▶ _EXCERPTED TEXT_:
■ ■ ■ ■
# One Fine Acre Breeding thread



## OneFineAcre (Oct 19, 2013)

Since a lot of folks do "kidding" threads, I thought it would be good to do a breeding thead showing our combinations and breeding dates.  We started putting animals together on 10-13 I think and we plan to breed til the end of Nov or maybe first week of Dec depending on how things work out.


We put Rocky with Zamia and Rosmarinus.  These are the only two does we plan to breed to Rocky this year.

We are really excited about these pairings.  We bought Zamia and Rosemarinus as 2nd Freshners along with Coleus.  They are the only adult goats we have ever bought.

Zamia was the GC Jr Doe at the 2011 NDGA National Show and was a 2 x Grand Reserve Jr Doe at ADGA shows. She has won 2 ADGA GC, 1 Best of Breed, and 1 Best Udder since we have owned her.

Rocky's sire Woodhaven Farms Cowboy Cadilak is a Finished Champion.  Rocky's aunt, Cowboy's twin sister Cowgirl was an AGS National GC Sr Doe.


Rosemarinus is a 1x GC Jr doe.  She had freshened twice first time triplets, second time quads and when we showed her last fall she was really thin. We dried her off as soon as we could and have given her a year break to get better conditioned.

Now both of these pairings are "line breeding".  Zamia's Sire's/sire is Tsuga.  Rosemary's Sire is Tsuga her Sire's/ dam is Cowgirl (Cowboy's sister)

Rocky was line bred himself. Rocky's Sire is Cowboy his  Dam's/ sire is Tsuga(his dam is Cowgirl)   Got that ??? These guys are kissing cousins.   I guess we'll see how it works out.
■ ■ ■ ■
▶ _STUDY QUESTIONS_:
(a) Rewrite the breeding thread from "Rocky's sire Woodhaven" up to and including "Cowgirl (Cowboy's sister)", renaming "Rosemarinus" to "Rosemary" wherever it occurs.
(b) Take the goat breeding thread further, continuing from its final sentence.
The lines after this point are separate material and have no connection to the breeding thread.

▶ _Stored data entries_:
■ ■ ■ ■
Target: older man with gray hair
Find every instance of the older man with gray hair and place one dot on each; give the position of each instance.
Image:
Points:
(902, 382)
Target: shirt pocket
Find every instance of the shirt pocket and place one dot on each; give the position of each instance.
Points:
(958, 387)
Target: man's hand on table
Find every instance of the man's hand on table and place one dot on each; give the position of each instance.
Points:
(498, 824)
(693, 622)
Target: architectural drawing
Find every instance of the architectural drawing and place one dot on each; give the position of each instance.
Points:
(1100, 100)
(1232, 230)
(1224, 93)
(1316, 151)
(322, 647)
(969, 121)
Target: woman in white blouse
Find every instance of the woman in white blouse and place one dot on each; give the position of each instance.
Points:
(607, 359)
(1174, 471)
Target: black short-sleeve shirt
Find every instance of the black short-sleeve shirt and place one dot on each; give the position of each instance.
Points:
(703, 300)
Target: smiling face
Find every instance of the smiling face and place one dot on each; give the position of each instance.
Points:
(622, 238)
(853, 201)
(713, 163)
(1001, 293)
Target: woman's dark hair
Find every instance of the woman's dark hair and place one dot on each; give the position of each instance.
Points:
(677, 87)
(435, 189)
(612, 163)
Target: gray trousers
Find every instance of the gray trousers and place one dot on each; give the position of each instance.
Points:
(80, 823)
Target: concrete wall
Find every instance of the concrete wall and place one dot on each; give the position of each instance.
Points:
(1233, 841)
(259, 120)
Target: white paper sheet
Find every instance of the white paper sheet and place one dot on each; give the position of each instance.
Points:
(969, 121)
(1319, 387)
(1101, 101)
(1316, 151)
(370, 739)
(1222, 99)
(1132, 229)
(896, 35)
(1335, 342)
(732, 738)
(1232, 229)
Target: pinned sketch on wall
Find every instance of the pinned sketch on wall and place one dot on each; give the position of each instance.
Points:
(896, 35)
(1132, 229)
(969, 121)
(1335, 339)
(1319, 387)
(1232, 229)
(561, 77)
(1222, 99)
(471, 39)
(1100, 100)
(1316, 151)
■ ■ ■ ■
▶ _RESULTS FOR EACH TASK_:
(a)
Rocky's sire Woodhaven Farms Cowboy Cadilak is a Finished Champion.  Rocky's aunt, Cowboy's twin sister Cowgirl was an AGS National GC Sr Doe.


Rosemary is a 1x GC Jr doe.  She had freshened twice first time triplets, second time quads and when we showed her last fall she was really thin. We dried her off as soon as we could and have given her a year break to get better conditioned.

Now both of these pairings are "line breeding".  Zamia's Sire's/sire is Tsuga.  Rosemary's Sire is Tsuga her Sire's/ dam is Cowgirl (Cowboy's sister)

(b)
We have Rosemary's bred date as 10/15.  Zamia is standing today 10-19


----------



## OneFineAcre (Oct 19, 2013)

We put Cookie and Caspian together on 10-13 and we think she was bred that day.  Well we saw her bred as soon as we put them together and then she wanted nothing to do with him. Hopefully it was the right time.

This has been a good combination.  Cookie won a GC as a Jr Doe, and came in first place in 1-2 year old milker's her first freshening. Their doeling Daisy won a GC Jr.

 Her second freshening she had a single buckling.  We didn't show her as a 2 year old because we could not ever get her udder even with the single buckling.  

Cookie is a large powerful doe.  Caspian is shorter in body length compared to Rocky.


----------



## OneFineAcre (Oct 19, 2013)

We put Ginger and Minnie in the pen with Big Brown on Friday.

Big Brown is 1 year old and we plan to work him this fall.  We will probably breed him with Taffy and Daisy as well.

Rosmarrinus is his dam and Woodhaven Farms Luzifer Blue is his sire.  He has the best feet and legs of any of our bucks.  He is very nice looking.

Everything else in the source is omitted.